SUPPLIED PASSAGE:
Tourists Post Photo Inside One Of The Most Radioactive Items In The Chernobyl Exclusion Zone

Tourists Post Photo Inside One Of The Most Radioactive Items In The Chernobyl Exclusion Zone

In a recent visit to the Chernobyl Exclusion Zone, two tourists sparked outrage and concern after posing for photos inside a large radioactive claw, one of the most contaminated remnants from the 1986 nuclear disaster. The claw, which was used to clear radioactive debris from the site, is significantly radioactive, measuring over 100 times the highest standard levels of background radiation. This claw is notoriously known for its high levels of radiation, posing serious health risks to those who come into close contact with it.

During a 2019 tour, archaeologist Rob Maxwell recorded the radiation from the claw at 39.80 microsieverts per hour using a Geiger counter. Although brief exposure to the claw might not cause immediate harm, prolonged contact or interaction with radioactive debris can significantly increase the risk of health issues, including cancer. The tourists’ decision to not only approach but also climb into the claw has been described as highly dangerous and irresponsible.

DATA RECORDS:
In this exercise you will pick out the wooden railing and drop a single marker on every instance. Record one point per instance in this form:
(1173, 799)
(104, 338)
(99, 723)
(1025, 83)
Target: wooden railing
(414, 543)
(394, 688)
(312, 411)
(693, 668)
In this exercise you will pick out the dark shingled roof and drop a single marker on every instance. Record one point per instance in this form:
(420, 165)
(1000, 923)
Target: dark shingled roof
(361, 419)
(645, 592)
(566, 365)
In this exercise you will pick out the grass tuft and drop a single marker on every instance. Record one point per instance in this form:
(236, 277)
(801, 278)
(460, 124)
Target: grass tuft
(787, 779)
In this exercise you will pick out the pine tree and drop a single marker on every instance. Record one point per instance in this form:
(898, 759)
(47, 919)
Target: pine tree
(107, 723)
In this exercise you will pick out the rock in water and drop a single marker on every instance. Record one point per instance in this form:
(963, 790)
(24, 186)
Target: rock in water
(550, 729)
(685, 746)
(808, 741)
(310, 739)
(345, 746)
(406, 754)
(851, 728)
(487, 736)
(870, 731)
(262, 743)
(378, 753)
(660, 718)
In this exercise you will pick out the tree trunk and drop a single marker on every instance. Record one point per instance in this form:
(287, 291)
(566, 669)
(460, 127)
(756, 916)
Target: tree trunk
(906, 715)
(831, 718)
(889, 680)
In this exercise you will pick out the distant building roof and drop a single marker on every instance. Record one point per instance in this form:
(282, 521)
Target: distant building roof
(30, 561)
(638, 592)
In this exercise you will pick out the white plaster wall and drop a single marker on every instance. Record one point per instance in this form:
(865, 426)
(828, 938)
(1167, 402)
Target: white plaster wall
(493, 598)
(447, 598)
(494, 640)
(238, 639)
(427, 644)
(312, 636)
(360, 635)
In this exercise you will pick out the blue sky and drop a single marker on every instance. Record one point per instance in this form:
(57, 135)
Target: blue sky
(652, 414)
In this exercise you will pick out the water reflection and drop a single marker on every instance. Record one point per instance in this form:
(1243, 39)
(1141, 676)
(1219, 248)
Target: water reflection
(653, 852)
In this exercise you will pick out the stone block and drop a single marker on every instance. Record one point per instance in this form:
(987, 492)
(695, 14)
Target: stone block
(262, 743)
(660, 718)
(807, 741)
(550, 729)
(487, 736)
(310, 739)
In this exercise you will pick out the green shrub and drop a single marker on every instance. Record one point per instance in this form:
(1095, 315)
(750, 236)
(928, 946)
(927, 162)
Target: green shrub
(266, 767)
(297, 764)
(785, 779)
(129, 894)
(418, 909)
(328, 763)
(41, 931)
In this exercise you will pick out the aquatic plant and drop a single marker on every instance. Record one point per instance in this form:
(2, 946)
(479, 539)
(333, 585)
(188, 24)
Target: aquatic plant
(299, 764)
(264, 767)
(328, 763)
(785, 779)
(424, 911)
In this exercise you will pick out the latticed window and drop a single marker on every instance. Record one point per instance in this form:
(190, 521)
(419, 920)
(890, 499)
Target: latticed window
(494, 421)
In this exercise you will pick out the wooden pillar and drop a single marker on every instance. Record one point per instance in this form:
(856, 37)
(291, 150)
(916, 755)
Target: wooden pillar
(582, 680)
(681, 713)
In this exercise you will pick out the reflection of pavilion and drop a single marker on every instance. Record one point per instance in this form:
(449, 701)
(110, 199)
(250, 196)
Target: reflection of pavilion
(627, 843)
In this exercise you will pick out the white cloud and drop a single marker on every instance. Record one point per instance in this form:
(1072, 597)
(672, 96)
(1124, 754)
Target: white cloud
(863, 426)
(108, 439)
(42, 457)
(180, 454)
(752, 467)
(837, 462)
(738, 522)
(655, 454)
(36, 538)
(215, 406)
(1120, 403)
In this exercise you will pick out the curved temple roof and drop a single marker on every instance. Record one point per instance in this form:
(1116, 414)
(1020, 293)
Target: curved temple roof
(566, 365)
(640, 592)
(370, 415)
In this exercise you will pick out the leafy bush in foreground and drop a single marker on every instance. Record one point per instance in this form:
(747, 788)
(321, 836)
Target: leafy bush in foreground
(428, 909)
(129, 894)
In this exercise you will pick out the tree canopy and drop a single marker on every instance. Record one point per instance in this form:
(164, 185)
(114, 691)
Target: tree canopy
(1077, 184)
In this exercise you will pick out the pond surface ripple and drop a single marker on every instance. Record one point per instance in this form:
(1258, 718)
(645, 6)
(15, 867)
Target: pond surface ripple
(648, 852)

TASKS TO COMPLETE:
1. Update the stretch of the Chernobyl claw article from "During a 2019" through "dangerous and irresponsible.", replacing "Geiger counter" with "dosimeter".
2. Continue the article about the tourists and the Chernobyl claw from the point where it stops.

PER-TASK ANSWERS:
1.
During a 2019 tour, archaeologist Rob Maxwell recorded the radiation from the claw at 39.80 microsieverts per hour using a dosimeter. Although brief exposure to the claw might not cause immediate harm, prolonged contact or interaction with radioactive debris can significantly increase the risk of health issues, including cancer. The tourists’ decision to not only approach but also climb into the claw has been described as highly dangerous and irresponsible.

2.
The viral photos, shared on social media, show the tourists smiling and posing within the claw, seemingly oblivious to the potential risks. Despite the relatively short exposure time, experts warn that radioactive dust from the claw could easily transfer onto clothing, posing a longer-term hazard. This careless interaction has led to strong reactions online, with many condemning the act as reckless and underscoring the continued dangers posed by the remnants of the Chernobyl disaster.

The incident highlights the ongoing fascination and risks associated with visiting the Chernobyl Exclusion Zone, a place still filled with hazardous materials from the nuclear meltdown nearly 40 years ago. Even with controlled tours that aim to educate and memorialize the event, there remains a significant need for visitors to respect safety guidelines and understand the dangers of interacting with the site’s radioactive elements.

This story serves as a stark reminder of the importance of caution and respect when visiting sites with a history of severe contamination. The Chernobyl Exclusion Zone, while a place of historical significance, is not a theme park and should be approached with the gravity it warrants. The tourists’ actions underscore the need for better education and enforcement of safety measures to protect both visitors and the sanctity of the site.